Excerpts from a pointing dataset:
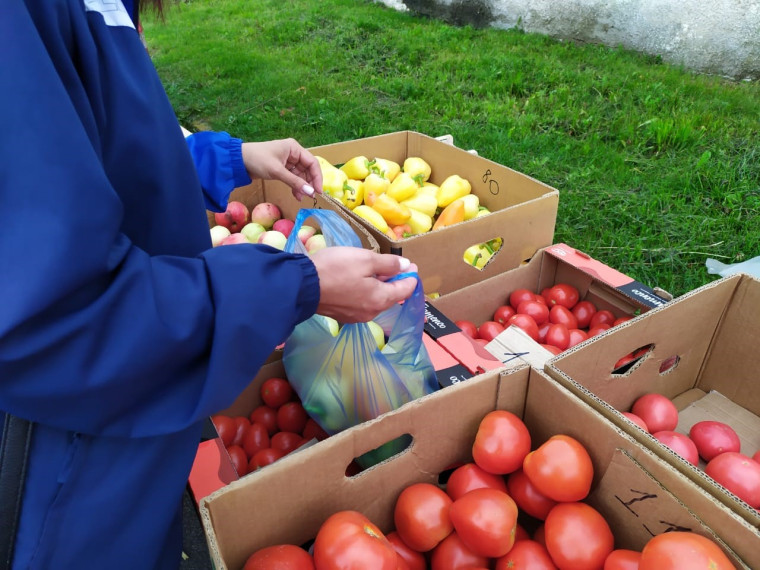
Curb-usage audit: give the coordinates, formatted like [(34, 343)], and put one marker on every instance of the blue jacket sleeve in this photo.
[(116, 316), (219, 161)]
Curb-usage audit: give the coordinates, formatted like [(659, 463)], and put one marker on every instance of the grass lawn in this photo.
[(657, 168)]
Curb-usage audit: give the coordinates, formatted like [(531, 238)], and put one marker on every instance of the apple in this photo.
[(284, 225), (305, 232), (252, 231), (266, 214), (234, 217), (315, 243), (233, 239), (273, 238), (377, 333), (218, 233)]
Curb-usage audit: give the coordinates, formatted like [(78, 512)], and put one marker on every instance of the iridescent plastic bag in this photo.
[(346, 379)]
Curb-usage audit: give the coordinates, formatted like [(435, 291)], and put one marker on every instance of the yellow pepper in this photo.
[(372, 216), (425, 203), (376, 184), (356, 168), (403, 187), (451, 214), (419, 222), (391, 211), (333, 181), (417, 168), (386, 168), (452, 188), (471, 205), (353, 193)]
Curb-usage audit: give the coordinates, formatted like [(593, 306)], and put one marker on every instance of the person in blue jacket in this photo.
[(121, 328)]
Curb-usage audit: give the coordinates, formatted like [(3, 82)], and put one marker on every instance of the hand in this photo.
[(287, 161), (353, 282)]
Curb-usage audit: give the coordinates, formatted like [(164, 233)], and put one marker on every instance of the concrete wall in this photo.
[(720, 37)]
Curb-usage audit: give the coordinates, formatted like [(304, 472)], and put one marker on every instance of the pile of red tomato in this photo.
[(556, 318), (715, 442), (272, 430), (471, 520)]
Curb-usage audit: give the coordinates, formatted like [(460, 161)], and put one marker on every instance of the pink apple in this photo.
[(284, 225), (273, 238), (233, 239), (218, 233), (252, 231), (315, 243), (266, 214), (305, 232), (234, 217)]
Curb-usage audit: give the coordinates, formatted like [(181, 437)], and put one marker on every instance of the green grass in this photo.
[(657, 168)]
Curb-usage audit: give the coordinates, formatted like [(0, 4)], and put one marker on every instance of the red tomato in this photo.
[(637, 420), (526, 555), (286, 441), (503, 313), (577, 336), (539, 311), (558, 336), (560, 468), (468, 327), (622, 559), (264, 457), (676, 550), (583, 311), (578, 536), (739, 474), (600, 328), (453, 554), (225, 428), (238, 458), (489, 330), (657, 411), (528, 498), (681, 444), (562, 294), (292, 416), (421, 516), (713, 438), (313, 430), (551, 348), (280, 557), (348, 539), (519, 295), (526, 323), (255, 438), (501, 443), (485, 520), (242, 425), (265, 415), (470, 476), (602, 317), (275, 392), (414, 560), (563, 316)]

WHAT IS BEING ASKED ▸ Write out all of the records above word for word, leaving the pictures out.

THE REPLY ▸
Curb-usage audit: give the coordinates, formatted like [(34, 343)], and put one marker on every instance of the blue jacket sleeve in this photo.
[(116, 316), (219, 161)]
Curb-usage audit: give the coordinates, formatted like [(659, 463)], and put one marker on every instance of the grass lawn in this photo.
[(657, 168)]
Curb-usage audit: give the coordinates, formatted like [(531, 238)], and put one marker on every instance of the apple in this photo.
[(284, 225), (305, 232), (252, 231), (266, 214), (234, 217), (315, 243), (233, 239), (273, 238), (377, 333), (218, 233)]
Curb-usage audit: give the coordinates, formatted like [(78, 512)], and put one marker on every instance of the iridescent plastic bag in this photo.
[(346, 379)]
Curb-usage audit: give the coordinates, formatted like [(435, 291)], and put one marker on every instance of the yellow pepper in this photo.
[(372, 216), (425, 203), (376, 184), (356, 168), (403, 187), (451, 214), (419, 222), (391, 211), (333, 181), (417, 168), (386, 168), (452, 188), (471, 205), (353, 193)]
Curb-usage audit: give the coordinates, formatted like [(593, 306)], and put one marker on every instance of the person in blue jacket in this photo.
[(121, 328)]
Curb-usage audit: give the coordinates, formatted like [(3, 82)], and put one marker on every instance of the hand in this photo.
[(287, 161), (353, 282)]
Curb-usage audit: give the coordinates, formatted like [(164, 233)], and put one marker on every instance of the concrete wall in this photo.
[(720, 37)]
Curb-usage audit: give the coordinates, formatted like [(304, 472)], and put one marker on every instance of the pile of red tomato in this photo.
[(556, 318), (715, 442), (272, 430), (471, 520)]
Curb-usage audit: give the coordinates, formatted like [(460, 161)], and put one marker on every instance of the pink apple in this photo.
[(284, 225), (273, 238), (233, 239), (218, 233), (252, 231), (315, 243), (266, 214), (305, 232), (234, 217)]
Curb-usage audit: give the coordinates, formatted like [(181, 437)], and put one marker on every instance of the green grass in this photo.
[(657, 168)]
Curb-usage audit: give the coordinates, formatted like [(0, 4)], and put one marker on every instance of the red tomato in this photo.
[(637, 420), (526, 555), (286, 441), (503, 313), (577, 336), (539, 311), (558, 336), (560, 468), (468, 327), (622, 559), (264, 457), (676, 550), (583, 311), (578, 536), (739, 474), (600, 328), (453, 554), (225, 428), (238, 458), (489, 330), (657, 411), (528, 498), (681, 444), (562, 294), (292, 416), (421, 516), (713, 438), (313, 430), (551, 348), (280, 557), (348, 539), (519, 295), (526, 323), (255, 438), (501, 443), (485, 520), (242, 425), (265, 415), (470, 476), (602, 317), (275, 392), (414, 560), (563, 316)]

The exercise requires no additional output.